— Begin DOCUMENT SECTION —
In 1968 the 52nd Combat Aviation Battalion was commanded by LTC. Chamberlain.

In 1969 The 52nd Combat Aviation Battalion was commanded by LTC. Patrick John O'Grady.

Lineage
Constituted 31 May 1940 in the Regular Army as Headquarters and Headquarters Detachment, 204th Quartermaster Battalion

Activated 10 June 1942 at Compton, California

Redesignated 1 July 1942 as Headquarters and Headquarters Detachment, 204th Quartermaster Gas Supply Battalion

Reorganized and redesignated 10 December 1943 as Headquarters and Headquarters Detachment, 204th Quartermaster Battalion, Mobile

Inactivated 13 October 1945 at Camp Kilmer, New Jersey

Converted and redesignated 1 August 1946 as Headquarters and Headquarters Detachment, 204th Transportation Corps Truck Battalion; concurrently activated at Fort Benning, Georgia

Redesignated 20 May 1947 as Headquarters and Headquarters Detachment, 204th Transportation Truck Battalion

Reorganized and redesignated 16 May 1949 as Headquarters and Headquarters Company, 52d Transportation Truck Battalion

Reorganized and redesignated 1 April 1954 as Headquarters and Headquarters Company, 52d Transportation Battalion

Inactivated 10 May 1955 in Japan

Redesignated 13 October 1955 as Headquarters and Headquarters Detachment, 52d Transportation Battalion

Activated 7 November 1955 at Fort Bragg, North Carolina

Converted and redesignated 22 December 1962 as Headquarters and Headquarters Company, 52d Aviation Battalion

Reorganized and redesignated 25 January 1965 as Headquarters and Headquarters Detachment, 52d Aviation Battalion

Reorganized and redesignated 25 November 1968 as Headquarters and Headquarters Company, 52d Aviation Battalion

Reorganized and redesignated 21 June 1979 as Headquarters and Headquarters Detachment, 52d Aviation Battalion

Reorganized and redesignated 16 October 1987 as Headquarters and Headquarters Company, 52d Aviation Battalion

Inactivated 16 October 1988 in Korea

Redesignated 16 January 1996 as the 52d Aviation, a parent regiment under the United States Army Regimental System

Redesignated 1 October 2005 as the 52d Aviation Regiment

Distinctive Unit Insignia
 Description
A gold color metal and enamel device  in height overall consisting of a pair of white wings pointing upward in the center of which, between the two leading edges, is a gold color sword also point up. Placed in the center of the sword blade is a red Florentine fleur-de-lis.
 Symbolism
The white wings represent the unit's capacity as an Aviation organization. The sword is a symbol of the Army and symbolizes the unit's combat power during World War II and the Korean War. The red fleur-de-lis of Florence alludes to World War II service in Italy.
— End DOCUMENT SECTION —
_INSTRUCTION:_
Repeat word for word the passage of the 52nd Aviation history that starts with "Inactivated 16 October" and ends with "red Florentine fleur-de-lis.". The rows have no connection to the 52nd Aviation history.
— Begin STORED ROWS —
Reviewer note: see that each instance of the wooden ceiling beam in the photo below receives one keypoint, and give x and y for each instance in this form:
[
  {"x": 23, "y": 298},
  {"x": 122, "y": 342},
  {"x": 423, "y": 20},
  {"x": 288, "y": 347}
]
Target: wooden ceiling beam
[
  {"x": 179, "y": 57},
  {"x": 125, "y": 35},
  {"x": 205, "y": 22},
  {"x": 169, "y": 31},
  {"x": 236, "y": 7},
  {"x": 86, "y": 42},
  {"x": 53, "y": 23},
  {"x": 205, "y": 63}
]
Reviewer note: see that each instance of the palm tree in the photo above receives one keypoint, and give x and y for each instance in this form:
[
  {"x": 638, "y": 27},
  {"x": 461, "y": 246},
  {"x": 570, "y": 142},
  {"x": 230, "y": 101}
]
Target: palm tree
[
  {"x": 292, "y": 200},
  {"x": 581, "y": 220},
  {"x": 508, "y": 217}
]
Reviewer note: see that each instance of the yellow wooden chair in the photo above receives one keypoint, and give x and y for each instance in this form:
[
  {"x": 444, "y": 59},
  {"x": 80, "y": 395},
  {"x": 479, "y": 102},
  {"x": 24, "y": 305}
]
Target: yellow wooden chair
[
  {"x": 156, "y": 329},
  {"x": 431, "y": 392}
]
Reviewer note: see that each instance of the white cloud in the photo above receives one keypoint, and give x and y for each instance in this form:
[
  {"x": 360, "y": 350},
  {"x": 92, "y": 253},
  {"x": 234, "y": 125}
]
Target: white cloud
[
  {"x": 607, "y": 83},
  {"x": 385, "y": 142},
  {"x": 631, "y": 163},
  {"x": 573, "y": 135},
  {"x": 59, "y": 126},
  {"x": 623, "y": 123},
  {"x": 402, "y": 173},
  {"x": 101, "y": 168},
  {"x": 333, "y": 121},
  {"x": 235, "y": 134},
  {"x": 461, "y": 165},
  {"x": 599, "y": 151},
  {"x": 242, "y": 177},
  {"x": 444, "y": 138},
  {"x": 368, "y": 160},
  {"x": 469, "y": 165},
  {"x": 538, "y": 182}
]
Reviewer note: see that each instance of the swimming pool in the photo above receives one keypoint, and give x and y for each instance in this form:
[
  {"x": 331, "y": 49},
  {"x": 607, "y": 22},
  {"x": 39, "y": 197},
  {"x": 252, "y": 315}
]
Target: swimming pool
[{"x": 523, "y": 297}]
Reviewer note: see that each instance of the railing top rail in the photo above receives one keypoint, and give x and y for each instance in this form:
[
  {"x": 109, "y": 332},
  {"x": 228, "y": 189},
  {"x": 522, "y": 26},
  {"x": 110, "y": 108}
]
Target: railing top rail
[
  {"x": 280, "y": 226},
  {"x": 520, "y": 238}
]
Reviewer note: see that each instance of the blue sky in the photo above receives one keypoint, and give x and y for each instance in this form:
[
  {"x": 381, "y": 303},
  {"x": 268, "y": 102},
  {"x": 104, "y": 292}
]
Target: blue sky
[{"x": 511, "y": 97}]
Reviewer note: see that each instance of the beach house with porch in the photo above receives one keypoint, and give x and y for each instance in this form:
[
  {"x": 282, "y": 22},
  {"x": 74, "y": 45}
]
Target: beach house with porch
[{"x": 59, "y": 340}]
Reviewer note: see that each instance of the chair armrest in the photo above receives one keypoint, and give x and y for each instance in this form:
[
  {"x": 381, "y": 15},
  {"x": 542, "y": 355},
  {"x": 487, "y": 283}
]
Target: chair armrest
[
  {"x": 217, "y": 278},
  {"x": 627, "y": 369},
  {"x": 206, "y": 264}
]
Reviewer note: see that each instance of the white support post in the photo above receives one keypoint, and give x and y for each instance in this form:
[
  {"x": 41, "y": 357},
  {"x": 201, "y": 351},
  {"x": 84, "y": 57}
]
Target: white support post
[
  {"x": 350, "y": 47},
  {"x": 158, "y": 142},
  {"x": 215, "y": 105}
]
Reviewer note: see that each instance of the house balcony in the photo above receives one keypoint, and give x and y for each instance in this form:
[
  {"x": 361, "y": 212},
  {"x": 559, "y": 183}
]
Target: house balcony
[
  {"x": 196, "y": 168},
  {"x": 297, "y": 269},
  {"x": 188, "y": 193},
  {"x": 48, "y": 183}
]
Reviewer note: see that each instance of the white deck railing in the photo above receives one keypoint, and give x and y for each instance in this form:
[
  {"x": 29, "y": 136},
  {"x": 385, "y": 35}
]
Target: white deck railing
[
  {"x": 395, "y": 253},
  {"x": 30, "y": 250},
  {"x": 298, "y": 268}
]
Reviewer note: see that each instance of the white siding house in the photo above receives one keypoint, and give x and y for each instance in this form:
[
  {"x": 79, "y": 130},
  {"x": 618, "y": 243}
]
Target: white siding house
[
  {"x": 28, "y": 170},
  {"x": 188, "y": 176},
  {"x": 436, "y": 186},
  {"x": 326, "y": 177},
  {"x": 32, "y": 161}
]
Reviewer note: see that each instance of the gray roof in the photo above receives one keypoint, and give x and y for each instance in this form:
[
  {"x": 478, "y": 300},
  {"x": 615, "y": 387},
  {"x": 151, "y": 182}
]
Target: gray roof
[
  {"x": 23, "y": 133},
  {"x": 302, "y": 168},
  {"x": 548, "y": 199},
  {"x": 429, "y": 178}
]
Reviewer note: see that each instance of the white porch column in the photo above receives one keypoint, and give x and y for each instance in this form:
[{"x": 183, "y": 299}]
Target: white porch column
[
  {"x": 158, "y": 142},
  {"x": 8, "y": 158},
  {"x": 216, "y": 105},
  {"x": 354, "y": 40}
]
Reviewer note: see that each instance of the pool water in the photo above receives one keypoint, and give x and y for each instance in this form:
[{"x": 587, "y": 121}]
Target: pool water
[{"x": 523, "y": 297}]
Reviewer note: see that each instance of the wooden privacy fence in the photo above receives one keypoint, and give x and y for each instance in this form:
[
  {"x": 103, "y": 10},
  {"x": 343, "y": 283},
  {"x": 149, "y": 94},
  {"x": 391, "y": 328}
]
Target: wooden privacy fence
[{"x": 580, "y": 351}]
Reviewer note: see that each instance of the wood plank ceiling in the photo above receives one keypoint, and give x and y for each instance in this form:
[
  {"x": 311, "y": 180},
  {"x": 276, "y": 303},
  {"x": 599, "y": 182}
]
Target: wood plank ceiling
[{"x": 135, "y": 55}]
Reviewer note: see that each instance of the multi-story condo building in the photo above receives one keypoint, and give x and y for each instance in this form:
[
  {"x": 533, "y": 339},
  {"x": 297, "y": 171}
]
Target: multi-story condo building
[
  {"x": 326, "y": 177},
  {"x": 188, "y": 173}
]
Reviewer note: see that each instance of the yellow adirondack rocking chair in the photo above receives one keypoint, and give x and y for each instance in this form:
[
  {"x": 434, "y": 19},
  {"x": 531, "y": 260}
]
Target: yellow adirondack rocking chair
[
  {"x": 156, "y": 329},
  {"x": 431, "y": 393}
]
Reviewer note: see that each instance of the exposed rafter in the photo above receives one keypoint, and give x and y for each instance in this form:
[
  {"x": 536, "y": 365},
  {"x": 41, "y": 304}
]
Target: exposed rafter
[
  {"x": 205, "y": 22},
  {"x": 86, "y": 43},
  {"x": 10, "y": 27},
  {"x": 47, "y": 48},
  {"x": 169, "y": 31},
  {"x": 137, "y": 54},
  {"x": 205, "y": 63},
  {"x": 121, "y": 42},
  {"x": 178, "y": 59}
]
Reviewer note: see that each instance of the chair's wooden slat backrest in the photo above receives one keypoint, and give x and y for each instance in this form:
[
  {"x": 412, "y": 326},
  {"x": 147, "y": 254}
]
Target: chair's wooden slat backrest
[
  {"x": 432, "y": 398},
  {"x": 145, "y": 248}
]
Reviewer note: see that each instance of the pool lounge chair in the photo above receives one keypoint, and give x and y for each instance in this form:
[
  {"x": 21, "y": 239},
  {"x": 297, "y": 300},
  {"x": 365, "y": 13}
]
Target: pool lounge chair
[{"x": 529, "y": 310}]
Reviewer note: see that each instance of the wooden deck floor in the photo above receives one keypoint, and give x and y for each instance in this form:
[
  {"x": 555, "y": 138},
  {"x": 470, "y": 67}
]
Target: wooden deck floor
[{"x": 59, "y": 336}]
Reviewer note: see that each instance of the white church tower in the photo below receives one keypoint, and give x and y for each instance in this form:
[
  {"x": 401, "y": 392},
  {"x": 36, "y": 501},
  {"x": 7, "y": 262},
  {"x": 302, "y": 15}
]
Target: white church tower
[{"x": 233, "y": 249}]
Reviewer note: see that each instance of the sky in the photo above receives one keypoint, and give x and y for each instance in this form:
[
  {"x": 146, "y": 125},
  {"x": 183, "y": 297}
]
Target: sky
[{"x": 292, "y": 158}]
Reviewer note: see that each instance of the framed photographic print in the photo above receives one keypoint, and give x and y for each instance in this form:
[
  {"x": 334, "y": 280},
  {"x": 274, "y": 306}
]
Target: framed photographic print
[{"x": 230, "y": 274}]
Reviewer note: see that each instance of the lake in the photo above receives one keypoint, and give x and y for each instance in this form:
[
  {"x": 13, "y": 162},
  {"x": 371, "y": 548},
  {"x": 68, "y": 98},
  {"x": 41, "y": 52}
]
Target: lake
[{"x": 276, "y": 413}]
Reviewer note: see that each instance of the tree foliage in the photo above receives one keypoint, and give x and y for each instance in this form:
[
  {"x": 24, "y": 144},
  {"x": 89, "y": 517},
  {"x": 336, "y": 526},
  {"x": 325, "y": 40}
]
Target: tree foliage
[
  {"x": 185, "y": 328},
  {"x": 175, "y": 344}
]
— End STORED ROWS —
_SOLUTION FOR THIS TASK:_
Inactivated 16 October 1988 in Korea

Redesignated 16 January 1996 as the 52d Aviation, a parent regiment under the United States Army Regimental System

Redesignated 1 October 2005 as the 52d Aviation Regiment

Distinctive Unit Insignia
 Description
A gold color metal and enamel device  in height overall consisting of a pair of white wings pointing upward in the center of which, between the two leading edges, is a gold color sword also point up. Placed in the center of the sword blade is a red Florentine fleur-de-lis.